### 本文
+ + +

Webから電話を簡単に操作できるAPI「Twilio」について解説する本連載。第1回ではTwilioの概要と魅力を(関連記事)、第2回ではサンプルを交えて実際の使い方を(関連記事)紹介しました。今回は、Twilio クライアントを利用してシンプルなWebアプリケーション「脱出ヘルパー」を作ってみましょう。
長い会議や飲み会から逃げ出せる「脱出ヘルパー」
「脱出ヘルパー」とは、長引いている会議やイヤな飲み会から抜け出したいときに、自分に電話をかけてくれるアプリです。似たようなスマホアプリもありますが、擬似的な電話アプリではなく本当に電話がかかってくるので、他人に疑われることなく、その場から確実に脱出できます。サラリーマンによくあるシチューエーション(幸い、筆者はあまりないですが)に陥ったときに、脱出の手助けをしてくれるツールがあれば便利ですよね。
脱出ヘルパーで実装する機能を見ていきましょう。シチューエーションを考えると、スマートフォンでシンプルに使えるものがよさそうです。今回は最低限の機能のみを実装します。
- スマートフォンで手早く利用できる
- 登録した時間を経過すると電話がかかってくる
- 用途ごとに登録したメッセージを読み上げてくれる
今回のゴールは簡単に動くアプリを作ることなので、エラー処理の実装やデザインの調整はしていませんが、適宜カスタマイズして使ってください。
まずは開発環境を準備していきましょう。

+ + +

### データ行

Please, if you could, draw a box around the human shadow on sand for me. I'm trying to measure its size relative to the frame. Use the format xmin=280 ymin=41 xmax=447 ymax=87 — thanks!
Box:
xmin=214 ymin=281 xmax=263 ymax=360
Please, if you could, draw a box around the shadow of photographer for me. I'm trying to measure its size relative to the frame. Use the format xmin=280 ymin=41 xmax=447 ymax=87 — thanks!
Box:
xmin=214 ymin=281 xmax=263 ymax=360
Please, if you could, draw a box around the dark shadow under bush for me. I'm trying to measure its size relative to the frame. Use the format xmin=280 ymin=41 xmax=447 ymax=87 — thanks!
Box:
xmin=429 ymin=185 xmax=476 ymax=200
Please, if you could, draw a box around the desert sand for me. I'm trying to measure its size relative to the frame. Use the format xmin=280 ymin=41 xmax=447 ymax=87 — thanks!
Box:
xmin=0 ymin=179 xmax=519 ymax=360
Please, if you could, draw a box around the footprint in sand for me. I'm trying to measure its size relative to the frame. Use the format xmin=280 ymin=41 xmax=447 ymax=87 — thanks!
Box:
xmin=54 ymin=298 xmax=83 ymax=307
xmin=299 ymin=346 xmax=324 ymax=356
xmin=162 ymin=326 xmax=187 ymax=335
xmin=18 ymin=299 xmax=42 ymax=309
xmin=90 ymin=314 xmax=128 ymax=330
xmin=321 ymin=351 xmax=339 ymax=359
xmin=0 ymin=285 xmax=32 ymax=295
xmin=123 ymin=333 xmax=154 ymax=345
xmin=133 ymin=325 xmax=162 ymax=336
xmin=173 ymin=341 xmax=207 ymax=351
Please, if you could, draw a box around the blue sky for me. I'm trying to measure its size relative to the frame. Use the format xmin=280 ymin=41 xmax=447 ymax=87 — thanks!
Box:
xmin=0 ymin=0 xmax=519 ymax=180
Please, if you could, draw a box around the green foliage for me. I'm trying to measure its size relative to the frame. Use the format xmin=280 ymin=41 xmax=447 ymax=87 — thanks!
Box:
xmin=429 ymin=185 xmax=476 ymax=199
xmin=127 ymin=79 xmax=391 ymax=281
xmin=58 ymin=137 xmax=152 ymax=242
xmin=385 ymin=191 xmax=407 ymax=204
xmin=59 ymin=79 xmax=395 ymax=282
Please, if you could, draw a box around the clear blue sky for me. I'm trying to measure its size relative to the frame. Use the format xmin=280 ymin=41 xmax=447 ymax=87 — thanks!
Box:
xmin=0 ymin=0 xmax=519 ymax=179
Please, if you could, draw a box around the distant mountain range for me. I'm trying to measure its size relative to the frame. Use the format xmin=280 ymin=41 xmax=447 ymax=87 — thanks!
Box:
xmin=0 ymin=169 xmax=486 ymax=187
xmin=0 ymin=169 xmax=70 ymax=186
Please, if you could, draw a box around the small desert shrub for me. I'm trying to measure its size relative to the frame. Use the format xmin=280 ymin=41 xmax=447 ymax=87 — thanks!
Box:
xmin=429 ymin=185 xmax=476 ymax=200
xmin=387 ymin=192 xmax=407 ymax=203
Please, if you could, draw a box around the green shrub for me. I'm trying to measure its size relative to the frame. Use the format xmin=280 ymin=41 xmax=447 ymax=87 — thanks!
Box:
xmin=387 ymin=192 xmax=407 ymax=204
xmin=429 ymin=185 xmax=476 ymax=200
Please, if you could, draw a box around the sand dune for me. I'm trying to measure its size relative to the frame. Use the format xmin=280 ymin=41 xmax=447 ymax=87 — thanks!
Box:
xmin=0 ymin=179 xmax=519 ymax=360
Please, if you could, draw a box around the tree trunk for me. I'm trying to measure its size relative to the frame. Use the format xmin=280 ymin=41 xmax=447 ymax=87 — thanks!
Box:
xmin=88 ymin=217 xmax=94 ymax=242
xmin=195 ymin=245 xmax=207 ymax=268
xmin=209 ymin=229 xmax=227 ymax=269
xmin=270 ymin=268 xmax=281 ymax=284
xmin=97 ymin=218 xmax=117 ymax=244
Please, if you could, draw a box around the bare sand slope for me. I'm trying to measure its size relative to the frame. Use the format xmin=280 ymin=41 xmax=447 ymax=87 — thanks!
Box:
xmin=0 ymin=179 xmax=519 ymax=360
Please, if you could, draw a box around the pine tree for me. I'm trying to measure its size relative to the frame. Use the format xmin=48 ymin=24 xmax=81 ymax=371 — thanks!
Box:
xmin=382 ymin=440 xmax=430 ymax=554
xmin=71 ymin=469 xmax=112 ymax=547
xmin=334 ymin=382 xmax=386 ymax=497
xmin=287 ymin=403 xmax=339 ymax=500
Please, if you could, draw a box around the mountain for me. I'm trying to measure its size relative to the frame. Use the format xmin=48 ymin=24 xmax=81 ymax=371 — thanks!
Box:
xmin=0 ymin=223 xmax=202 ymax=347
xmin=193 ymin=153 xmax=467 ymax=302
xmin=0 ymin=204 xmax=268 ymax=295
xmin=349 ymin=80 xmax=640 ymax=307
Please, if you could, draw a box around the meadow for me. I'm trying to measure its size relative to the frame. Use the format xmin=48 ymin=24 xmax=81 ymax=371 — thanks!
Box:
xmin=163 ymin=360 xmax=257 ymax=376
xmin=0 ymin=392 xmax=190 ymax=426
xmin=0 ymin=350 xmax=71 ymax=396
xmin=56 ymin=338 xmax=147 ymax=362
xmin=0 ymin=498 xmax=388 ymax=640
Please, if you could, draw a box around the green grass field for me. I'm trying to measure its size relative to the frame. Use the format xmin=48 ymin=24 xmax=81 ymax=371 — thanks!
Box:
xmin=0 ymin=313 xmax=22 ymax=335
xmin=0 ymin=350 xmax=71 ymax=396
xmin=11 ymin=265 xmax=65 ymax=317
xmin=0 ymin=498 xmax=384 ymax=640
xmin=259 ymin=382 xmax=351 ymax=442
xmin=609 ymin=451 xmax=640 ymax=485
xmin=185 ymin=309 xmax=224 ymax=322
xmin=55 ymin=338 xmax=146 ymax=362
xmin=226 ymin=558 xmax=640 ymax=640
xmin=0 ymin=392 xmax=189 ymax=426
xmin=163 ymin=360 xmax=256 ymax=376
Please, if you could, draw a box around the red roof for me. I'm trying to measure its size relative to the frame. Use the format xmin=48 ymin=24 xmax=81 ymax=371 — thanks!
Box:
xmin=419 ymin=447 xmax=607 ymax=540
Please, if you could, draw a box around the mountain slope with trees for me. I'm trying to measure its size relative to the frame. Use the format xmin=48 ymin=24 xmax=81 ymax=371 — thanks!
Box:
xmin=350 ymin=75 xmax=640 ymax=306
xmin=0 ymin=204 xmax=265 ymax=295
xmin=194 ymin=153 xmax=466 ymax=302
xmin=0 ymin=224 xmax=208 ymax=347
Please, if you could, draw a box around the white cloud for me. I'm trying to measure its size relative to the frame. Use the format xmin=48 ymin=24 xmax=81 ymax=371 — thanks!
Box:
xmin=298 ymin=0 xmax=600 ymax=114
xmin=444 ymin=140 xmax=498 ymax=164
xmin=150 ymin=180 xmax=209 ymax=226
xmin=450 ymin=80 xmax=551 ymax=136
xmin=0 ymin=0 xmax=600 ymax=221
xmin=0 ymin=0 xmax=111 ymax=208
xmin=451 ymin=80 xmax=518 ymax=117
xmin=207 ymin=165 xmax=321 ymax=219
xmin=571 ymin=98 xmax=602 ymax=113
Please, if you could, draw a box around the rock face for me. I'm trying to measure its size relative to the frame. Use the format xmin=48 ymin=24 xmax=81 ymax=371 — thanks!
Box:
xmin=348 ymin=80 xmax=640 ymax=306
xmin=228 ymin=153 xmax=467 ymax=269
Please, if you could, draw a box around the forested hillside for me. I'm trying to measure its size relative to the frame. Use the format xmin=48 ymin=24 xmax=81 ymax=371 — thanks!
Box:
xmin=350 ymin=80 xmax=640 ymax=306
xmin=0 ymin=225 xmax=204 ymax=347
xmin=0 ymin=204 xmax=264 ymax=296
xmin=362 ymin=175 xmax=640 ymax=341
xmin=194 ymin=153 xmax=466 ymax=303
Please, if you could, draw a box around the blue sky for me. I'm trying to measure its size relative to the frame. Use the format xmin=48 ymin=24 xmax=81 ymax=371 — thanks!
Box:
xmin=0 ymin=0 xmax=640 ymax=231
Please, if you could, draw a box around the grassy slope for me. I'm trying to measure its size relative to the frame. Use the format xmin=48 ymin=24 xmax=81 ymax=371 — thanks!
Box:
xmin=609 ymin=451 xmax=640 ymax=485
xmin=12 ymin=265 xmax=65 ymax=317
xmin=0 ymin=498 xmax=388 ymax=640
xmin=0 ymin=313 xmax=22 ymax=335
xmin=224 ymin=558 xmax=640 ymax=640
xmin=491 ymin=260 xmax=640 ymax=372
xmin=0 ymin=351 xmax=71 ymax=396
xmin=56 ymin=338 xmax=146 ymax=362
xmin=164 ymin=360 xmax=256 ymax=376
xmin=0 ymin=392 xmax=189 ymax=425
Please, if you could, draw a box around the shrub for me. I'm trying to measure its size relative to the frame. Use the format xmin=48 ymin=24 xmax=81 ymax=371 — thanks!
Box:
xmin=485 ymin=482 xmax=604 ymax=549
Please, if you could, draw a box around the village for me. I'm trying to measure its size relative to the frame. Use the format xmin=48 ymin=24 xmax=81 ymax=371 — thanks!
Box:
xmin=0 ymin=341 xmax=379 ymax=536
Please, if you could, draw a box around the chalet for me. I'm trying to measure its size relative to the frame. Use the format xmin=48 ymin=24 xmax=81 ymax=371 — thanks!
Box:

+ + +

### 課題
本文で「脱出ヘルパー」に実装するとされている機能をすべて挙げてください。

### 正解
- スマートフォンで手早く利用できる
- 登録した時間を経過すると電話がかかってくる
- 用途ごとに登録したメッセージを読み上げてくれる